PHILADELPHIA — Doug McDermott added to his ever-expanding legend Friday, scoring 27 points in an NCAA tournament win over Cincinnati and setting another school scoring record in the process.
But in Bearcats coach Mick Cronin’s eyes, the difference in the game was a former chunky Rutgers center who has transformed himself into the beast of the Bluejays.
Gregory Echenique went 5 for 7 in scoring 13 points in Creighton’s 67-63 second-round win at the Wells Fargo Center. He also grabbed seven rebounds and blocked a shot in 28 body-bruising minutes.
“Doug McDermott is a great player, but I don’t think Gregory gets enough credit,” Cronin said. “We play in the Big East, so we see real players all the time.
“He can play anywhere for anybody. I thought he was the difference.”

# INFORMATION PROVIDED
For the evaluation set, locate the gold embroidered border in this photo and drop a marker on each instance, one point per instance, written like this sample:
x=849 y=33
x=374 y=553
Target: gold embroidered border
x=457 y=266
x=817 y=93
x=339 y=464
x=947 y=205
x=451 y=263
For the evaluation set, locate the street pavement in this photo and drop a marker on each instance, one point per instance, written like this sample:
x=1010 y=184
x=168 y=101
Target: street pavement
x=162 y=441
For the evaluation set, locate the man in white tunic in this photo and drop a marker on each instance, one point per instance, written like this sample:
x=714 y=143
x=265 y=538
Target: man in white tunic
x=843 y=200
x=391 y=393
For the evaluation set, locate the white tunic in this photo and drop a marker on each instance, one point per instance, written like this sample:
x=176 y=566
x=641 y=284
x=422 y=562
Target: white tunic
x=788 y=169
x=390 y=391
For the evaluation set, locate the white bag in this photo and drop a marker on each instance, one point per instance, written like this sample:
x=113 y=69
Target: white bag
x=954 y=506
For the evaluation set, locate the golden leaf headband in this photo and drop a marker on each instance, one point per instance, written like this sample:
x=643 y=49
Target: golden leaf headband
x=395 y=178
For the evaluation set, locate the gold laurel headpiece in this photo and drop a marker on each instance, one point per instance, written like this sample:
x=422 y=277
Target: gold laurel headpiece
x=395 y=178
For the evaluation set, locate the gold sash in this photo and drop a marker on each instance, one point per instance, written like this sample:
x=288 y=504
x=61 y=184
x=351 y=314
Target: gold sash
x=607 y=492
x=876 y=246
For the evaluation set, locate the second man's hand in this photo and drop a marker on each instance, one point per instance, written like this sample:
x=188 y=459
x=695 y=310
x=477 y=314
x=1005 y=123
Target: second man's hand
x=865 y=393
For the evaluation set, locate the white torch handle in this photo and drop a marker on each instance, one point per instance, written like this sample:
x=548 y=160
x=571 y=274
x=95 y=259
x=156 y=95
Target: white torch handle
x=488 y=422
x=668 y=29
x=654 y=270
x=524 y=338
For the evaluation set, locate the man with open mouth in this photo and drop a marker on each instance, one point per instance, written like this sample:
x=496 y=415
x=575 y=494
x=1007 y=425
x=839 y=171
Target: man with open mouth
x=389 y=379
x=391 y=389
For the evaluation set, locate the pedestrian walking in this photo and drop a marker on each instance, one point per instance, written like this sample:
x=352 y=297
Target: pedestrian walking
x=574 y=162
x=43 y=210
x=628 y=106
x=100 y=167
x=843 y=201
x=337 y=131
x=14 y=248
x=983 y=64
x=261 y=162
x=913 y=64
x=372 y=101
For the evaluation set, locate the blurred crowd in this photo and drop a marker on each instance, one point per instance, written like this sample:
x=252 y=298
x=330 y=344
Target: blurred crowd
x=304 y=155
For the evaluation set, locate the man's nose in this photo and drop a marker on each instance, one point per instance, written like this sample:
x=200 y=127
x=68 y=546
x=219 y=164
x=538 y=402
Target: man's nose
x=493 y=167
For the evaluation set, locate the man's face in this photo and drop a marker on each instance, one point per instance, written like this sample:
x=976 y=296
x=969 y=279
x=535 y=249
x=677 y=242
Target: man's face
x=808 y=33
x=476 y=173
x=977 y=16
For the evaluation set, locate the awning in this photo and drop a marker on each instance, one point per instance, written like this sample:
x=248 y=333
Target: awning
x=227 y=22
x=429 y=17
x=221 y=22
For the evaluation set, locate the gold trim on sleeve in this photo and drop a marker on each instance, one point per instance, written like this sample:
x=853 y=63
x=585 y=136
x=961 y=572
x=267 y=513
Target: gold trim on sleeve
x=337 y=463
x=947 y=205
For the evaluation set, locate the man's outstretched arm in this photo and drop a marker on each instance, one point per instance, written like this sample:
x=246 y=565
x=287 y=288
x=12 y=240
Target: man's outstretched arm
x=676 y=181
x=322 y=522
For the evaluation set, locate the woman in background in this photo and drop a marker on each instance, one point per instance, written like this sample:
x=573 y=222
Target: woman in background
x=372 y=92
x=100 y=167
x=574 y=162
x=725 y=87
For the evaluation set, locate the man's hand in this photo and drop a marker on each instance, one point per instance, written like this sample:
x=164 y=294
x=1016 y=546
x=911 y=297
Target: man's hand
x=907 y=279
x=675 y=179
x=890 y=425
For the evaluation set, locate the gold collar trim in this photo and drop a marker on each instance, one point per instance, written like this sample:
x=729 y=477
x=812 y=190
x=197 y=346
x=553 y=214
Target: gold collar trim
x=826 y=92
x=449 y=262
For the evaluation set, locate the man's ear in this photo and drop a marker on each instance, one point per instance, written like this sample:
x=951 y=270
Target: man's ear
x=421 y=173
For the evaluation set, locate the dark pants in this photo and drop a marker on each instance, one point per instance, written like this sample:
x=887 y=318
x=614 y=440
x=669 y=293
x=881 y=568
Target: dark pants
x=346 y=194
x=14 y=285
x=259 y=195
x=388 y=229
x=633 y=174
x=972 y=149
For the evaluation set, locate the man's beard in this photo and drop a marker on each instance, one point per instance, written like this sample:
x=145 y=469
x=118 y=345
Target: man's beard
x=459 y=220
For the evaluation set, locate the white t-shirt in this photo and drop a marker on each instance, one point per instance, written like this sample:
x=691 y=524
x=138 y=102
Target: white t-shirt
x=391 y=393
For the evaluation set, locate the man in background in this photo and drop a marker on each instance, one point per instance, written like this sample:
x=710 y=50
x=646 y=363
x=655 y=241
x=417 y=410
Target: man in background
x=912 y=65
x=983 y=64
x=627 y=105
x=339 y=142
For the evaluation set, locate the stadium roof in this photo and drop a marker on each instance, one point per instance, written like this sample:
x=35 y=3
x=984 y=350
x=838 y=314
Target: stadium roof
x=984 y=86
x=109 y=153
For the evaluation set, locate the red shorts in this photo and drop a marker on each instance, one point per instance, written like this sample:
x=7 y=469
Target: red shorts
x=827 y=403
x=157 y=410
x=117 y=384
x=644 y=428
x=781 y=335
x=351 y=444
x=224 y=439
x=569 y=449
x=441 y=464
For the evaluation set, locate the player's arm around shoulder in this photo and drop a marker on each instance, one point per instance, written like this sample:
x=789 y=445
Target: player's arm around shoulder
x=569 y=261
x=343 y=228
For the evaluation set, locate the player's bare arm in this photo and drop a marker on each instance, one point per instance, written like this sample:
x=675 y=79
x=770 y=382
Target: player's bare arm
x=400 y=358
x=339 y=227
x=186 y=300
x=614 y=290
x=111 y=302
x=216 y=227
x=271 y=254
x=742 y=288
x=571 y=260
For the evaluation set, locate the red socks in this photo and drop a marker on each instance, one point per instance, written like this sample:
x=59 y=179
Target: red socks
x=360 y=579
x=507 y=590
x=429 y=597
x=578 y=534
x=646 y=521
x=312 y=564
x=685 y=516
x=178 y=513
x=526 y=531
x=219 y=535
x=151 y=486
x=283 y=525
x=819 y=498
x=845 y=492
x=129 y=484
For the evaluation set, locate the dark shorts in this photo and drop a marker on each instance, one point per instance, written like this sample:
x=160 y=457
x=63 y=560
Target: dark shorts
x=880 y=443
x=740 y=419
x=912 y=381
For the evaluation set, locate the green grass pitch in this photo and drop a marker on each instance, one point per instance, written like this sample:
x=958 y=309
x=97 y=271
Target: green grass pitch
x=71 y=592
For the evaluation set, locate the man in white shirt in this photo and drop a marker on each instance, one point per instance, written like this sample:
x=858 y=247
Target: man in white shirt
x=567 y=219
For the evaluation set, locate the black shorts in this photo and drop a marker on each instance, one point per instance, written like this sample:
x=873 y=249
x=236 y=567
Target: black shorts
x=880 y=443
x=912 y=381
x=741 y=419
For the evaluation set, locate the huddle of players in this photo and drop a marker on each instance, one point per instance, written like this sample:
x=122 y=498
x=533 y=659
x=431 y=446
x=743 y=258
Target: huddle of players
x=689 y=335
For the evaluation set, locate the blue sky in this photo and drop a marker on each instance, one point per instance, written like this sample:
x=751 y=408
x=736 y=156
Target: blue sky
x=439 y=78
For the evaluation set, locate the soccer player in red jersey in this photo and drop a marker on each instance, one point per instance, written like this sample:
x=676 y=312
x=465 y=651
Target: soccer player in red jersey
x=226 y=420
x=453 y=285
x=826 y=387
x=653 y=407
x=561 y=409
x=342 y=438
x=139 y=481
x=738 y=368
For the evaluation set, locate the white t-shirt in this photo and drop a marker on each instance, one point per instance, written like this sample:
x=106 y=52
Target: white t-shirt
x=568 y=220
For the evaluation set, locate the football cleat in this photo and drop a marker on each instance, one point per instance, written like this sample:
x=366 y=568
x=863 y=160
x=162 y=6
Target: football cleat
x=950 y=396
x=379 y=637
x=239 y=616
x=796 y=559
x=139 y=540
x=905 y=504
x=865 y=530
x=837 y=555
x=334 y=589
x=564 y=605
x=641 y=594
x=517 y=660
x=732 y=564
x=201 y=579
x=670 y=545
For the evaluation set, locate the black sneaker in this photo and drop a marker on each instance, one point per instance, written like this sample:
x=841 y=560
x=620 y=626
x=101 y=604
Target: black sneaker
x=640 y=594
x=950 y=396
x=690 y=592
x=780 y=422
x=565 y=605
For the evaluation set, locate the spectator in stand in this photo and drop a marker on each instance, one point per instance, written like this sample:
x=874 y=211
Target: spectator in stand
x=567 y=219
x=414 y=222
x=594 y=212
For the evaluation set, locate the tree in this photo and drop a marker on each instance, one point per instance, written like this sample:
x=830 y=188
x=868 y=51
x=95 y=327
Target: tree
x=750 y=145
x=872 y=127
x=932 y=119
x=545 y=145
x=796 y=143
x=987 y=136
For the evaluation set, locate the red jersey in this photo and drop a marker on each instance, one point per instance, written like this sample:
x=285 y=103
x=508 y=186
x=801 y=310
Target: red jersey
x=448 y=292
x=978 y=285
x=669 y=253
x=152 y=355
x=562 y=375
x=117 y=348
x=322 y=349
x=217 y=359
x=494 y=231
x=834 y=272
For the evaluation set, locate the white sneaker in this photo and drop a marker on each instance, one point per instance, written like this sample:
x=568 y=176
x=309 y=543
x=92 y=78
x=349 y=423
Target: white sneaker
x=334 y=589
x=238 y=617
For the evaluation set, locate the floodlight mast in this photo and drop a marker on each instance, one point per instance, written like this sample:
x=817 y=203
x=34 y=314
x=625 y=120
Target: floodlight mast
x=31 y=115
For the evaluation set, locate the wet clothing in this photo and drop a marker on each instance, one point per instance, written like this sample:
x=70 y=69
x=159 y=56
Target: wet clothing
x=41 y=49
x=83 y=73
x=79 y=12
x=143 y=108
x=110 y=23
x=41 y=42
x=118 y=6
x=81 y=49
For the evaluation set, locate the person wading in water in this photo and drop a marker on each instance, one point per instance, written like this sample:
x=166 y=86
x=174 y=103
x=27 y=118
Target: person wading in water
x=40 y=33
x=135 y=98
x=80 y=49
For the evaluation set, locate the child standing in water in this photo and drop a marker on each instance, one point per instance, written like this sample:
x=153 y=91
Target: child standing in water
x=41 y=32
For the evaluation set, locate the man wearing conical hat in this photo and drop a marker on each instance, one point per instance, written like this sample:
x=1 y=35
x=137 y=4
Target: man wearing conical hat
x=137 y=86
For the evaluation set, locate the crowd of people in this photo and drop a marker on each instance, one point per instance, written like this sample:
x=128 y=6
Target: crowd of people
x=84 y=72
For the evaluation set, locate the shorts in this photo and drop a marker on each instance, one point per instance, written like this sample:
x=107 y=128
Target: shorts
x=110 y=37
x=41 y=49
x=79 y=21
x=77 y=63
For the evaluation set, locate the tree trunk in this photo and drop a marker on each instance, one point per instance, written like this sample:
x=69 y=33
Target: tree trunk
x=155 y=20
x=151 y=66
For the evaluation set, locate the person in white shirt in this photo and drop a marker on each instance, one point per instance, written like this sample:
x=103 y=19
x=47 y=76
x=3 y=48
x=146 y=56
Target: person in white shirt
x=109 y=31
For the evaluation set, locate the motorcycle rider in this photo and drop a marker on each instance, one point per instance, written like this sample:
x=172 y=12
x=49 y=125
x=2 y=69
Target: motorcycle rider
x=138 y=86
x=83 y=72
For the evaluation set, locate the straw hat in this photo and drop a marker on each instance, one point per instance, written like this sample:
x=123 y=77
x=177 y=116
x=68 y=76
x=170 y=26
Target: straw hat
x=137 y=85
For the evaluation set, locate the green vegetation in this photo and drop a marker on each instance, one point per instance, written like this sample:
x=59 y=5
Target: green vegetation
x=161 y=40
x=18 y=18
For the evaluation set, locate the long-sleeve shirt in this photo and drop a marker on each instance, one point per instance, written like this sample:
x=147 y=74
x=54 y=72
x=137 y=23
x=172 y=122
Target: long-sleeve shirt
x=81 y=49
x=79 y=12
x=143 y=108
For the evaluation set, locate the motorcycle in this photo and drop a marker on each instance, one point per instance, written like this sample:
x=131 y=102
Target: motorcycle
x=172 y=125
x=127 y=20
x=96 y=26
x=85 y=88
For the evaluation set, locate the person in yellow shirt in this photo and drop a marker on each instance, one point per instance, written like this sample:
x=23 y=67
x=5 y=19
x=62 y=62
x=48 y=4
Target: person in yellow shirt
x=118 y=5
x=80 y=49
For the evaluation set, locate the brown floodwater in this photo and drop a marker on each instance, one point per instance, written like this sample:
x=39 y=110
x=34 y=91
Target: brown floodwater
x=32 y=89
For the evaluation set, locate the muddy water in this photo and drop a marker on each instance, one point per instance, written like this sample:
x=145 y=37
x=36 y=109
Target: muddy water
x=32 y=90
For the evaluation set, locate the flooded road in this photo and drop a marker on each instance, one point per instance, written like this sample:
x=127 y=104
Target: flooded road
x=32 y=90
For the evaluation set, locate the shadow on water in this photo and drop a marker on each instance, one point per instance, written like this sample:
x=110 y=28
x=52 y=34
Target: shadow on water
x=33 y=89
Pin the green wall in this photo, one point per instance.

# WORK ORDER
Rewrite the passage from the article on Creighton's win over Cincinnati, starting with "Gregory Echenique went" and going on through "all the time.", and substitute "arena" for "Wells Fargo Center".

# THE ANSWER
Gregory Echenique went 5 for 7 in scoring 13 points in Creighton’s 67-63 second-round win at the arena. He also grabbed seven rebounds and blocked a shot in 28 body-bruising minutes.
“Doug McDermott is a great player, but I don’t think Gregory gets enough credit,” Cronin said. “We play in the Big East, so we see real players all the time.